My problem is that my bank calculation method fails for segments with very high curvature (e.g. those that have just undergone a cutoff), but works sufficiently well elsewhere. I cannot figure out how else to generate my right and left banks to avoid this problem.
http://imgur.com/a/uHvRM for some images of the problem.
Here's what I'm doing:
Given a vector of X,Y centerline coordinates, I first calculate the downstream angle between the river centerline and the (arbitrary) valley centerline:
atan((Y2-Y1))/(X2-X1)). Actual code is
Xang = Xs(1:end-1);
Xang_plus1 = Xs(2:end);
Yang = Ys(1:end-1);
Yang_plus1 = Ys(2:end);
angles = atan2(Yang_plus1-Yang,Xang_plus1-Xang);
Once I compute these angles, I calculate the left and right banks using the following code:
Xl = Xs(1:end-1)-sin(pi-angles)*B;
Yl = Ys(1:end-1)-cos(pi-angles)*B;
Xr = Xs(1:end-1)+sin(pi-angles)*B;
Yr = Ys(1:end-1)+cos(pi-angles)*B;
Like I said before, this code works very well except where the curvature is high, ie where the river changes directions drastically.
I've tried different thresholding, smoothing, and regridding techniques but can't find a robust method. I've looked at bufferm, but not only did it not work correctly (user error, I'm sure), it took ~10 seconds. This is a routine I need to run at least twice per time step over 1000s of time steps, so a 10s subroutine is unacceptable.
Does anyone have any suggestions for how I can generate my riverbanks accurately and quickly, or do I have to resort to curvature-based thresholding?
Thanks for any help!

Complete the following:
1. In the riverbank question, how long did bufferm take to run?
2. Alter the riverbank question by giving it again, starting with "I've tried different" and going on through "to curvature-based thresholding?", with "bufferm" replaced by "polybuffer".
The lines that come after this text are not needed for any of the work here.

Records provided:

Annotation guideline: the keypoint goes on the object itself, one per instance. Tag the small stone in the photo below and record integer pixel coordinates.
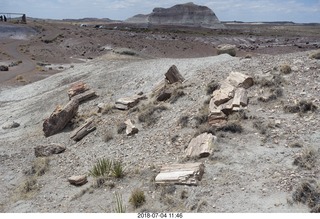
(78, 180)
(11, 125)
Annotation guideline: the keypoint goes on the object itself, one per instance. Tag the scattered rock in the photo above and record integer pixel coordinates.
(173, 75)
(238, 79)
(223, 94)
(78, 180)
(77, 88)
(129, 102)
(186, 174)
(201, 146)
(4, 68)
(130, 129)
(11, 125)
(48, 150)
(60, 118)
(227, 49)
(83, 130)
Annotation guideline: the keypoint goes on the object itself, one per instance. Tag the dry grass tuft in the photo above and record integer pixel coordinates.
(285, 69)
(137, 198)
(308, 193)
(212, 86)
(302, 107)
(306, 158)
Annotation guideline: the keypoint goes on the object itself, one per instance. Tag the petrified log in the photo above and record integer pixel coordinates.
(47, 150)
(84, 96)
(60, 118)
(224, 94)
(238, 79)
(83, 130)
(201, 146)
(173, 75)
(187, 174)
(77, 88)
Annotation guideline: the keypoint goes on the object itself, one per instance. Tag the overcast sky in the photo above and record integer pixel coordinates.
(301, 11)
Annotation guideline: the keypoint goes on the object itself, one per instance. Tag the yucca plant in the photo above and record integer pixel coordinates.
(120, 207)
(117, 169)
(101, 168)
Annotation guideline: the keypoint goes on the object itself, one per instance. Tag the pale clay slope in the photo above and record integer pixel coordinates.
(241, 176)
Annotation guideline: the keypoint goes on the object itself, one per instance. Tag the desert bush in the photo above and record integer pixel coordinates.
(231, 127)
(137, 198)
(108, 135)
(117, 169)
(302, 107)
(121, 128)
(315, 55)
(148, 115)
(285, 69)
(120, 207)
(183, 121)
(212, 86)
(176, 95)
(306, 158)
(101, 168)
(308, 193)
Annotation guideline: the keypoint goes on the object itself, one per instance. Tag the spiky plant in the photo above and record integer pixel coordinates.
(101, 168)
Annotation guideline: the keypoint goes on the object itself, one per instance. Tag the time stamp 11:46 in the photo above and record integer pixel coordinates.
(160, 215)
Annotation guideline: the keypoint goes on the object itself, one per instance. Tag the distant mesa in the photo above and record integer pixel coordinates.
(188, 14)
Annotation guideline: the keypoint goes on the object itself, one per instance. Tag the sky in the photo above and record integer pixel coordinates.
(299, 11)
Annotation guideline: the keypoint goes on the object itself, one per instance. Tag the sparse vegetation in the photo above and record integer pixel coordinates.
(137, 198)
(301, 107)
(101, 168)
(285, 69)
(306, 158)
(212, 86)
(108, 136)
(308, 193)
(120, 207)
(121, 128)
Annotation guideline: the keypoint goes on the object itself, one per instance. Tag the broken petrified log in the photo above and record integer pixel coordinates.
(48, 150)
(187, 174)
(60, 118)
(126, 103)
(77, 88)
(83, 130)
(201, 146)
(173, 75)
(238, 79)
(85, 96)
(223, 94)
(130, 129)
(78, 180)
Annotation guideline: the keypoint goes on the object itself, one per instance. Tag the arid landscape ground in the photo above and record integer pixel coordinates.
(268, 163)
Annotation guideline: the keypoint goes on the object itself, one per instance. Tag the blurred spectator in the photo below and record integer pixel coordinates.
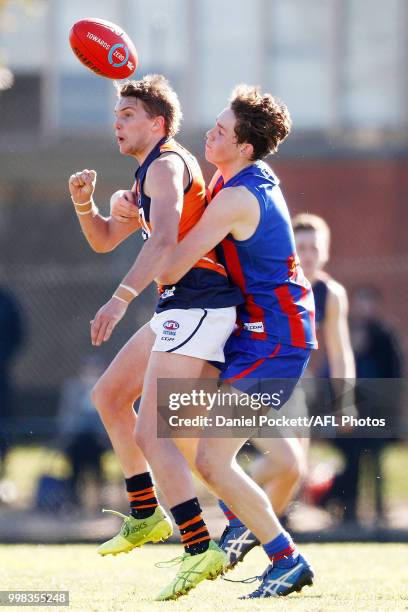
(378, 355)
(11, 336)
(82, 435)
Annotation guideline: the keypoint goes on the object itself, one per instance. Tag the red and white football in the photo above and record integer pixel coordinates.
(104, 48)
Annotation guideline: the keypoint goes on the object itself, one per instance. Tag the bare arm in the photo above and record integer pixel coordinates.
(339, 351)
(164, 185)
(233, 210)
(102, 233)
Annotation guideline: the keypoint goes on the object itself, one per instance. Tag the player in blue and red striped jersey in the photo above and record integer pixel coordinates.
(249, 218)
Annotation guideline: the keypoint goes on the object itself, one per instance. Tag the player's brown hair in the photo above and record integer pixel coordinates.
(261, 120)
(309, 222)
(158, 99)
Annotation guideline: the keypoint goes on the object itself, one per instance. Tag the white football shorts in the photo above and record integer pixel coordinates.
(196, 332)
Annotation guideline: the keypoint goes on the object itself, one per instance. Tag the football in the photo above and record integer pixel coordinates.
(104, 48)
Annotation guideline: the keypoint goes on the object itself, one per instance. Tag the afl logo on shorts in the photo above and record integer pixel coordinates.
(171, 325)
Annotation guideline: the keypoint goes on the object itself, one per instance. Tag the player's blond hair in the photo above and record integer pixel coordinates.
(309, 222)
(158, 98)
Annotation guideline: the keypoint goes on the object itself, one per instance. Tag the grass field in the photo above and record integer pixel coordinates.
(348, 577)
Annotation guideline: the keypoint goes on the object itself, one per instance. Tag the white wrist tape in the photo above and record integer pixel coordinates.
(121, 299)
(130, 289)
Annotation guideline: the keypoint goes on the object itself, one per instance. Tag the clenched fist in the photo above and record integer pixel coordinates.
(82, 185)
(122, 206)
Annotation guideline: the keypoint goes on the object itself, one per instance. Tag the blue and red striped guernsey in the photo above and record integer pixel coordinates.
(279, 301)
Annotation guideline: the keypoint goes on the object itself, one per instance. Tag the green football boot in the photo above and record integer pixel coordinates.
(194, 569)
(136, 532)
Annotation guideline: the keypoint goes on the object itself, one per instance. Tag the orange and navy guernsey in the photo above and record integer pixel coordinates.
(206, 285)
(279, 304)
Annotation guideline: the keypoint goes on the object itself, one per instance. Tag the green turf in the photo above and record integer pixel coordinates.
(348, 577)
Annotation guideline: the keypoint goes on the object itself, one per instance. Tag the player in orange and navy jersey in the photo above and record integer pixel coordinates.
(249, 219)
(194, 318)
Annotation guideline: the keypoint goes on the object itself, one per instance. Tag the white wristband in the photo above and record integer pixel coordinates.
(121, 299)
(130, 289)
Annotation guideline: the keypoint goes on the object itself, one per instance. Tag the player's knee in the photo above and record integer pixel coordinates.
(295, 467)
(142, 436)
(104, 398)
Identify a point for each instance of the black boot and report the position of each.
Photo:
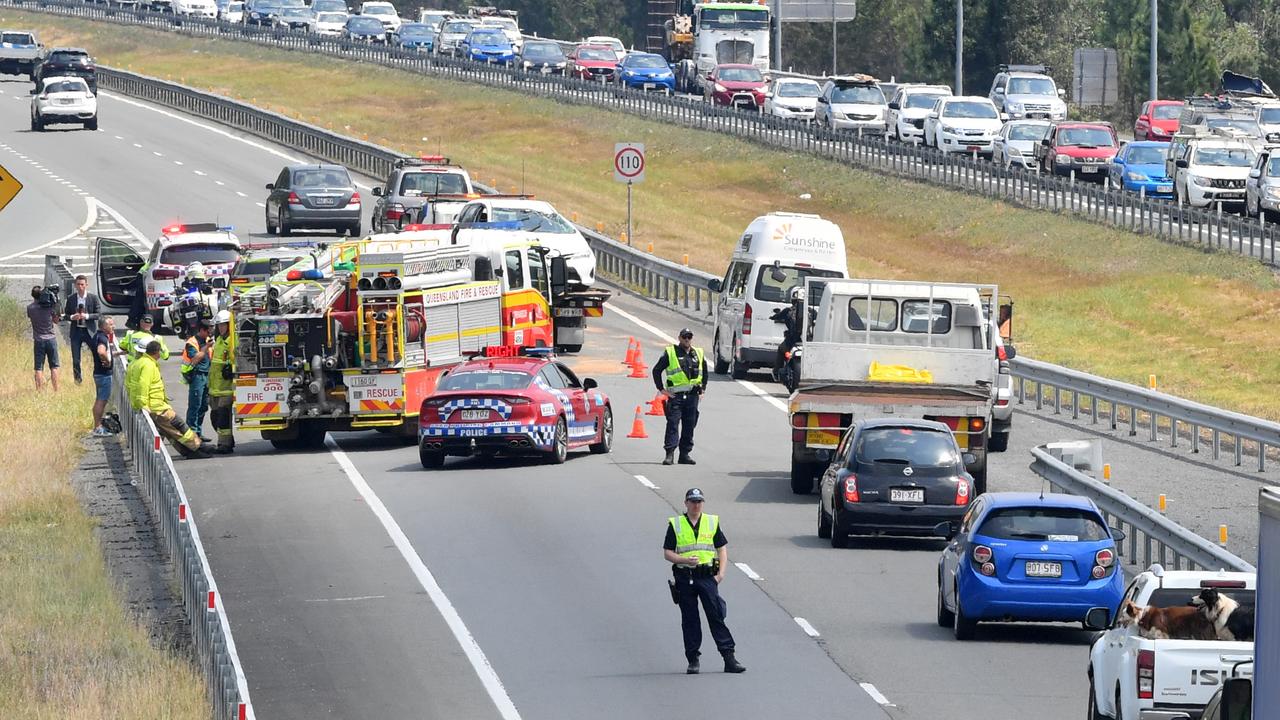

Per-task outputs:
1. It took about 10 seconds.

2.
I've tried different thresholding, smoothing, and regridding techniques but can't find a robust method. I've looked at polybuffer, but not only did it not work correctly (user error, I'm sure), it took ~10 seconds. This is a routine I need to run at least twice per time step over 1000s of time steps, so a 10s subroutine is unacceptable.
Does anyone have any suggestions for how I can generate my riverbanks accurately and quickly, or do I have to resort to curvature-based thresholding?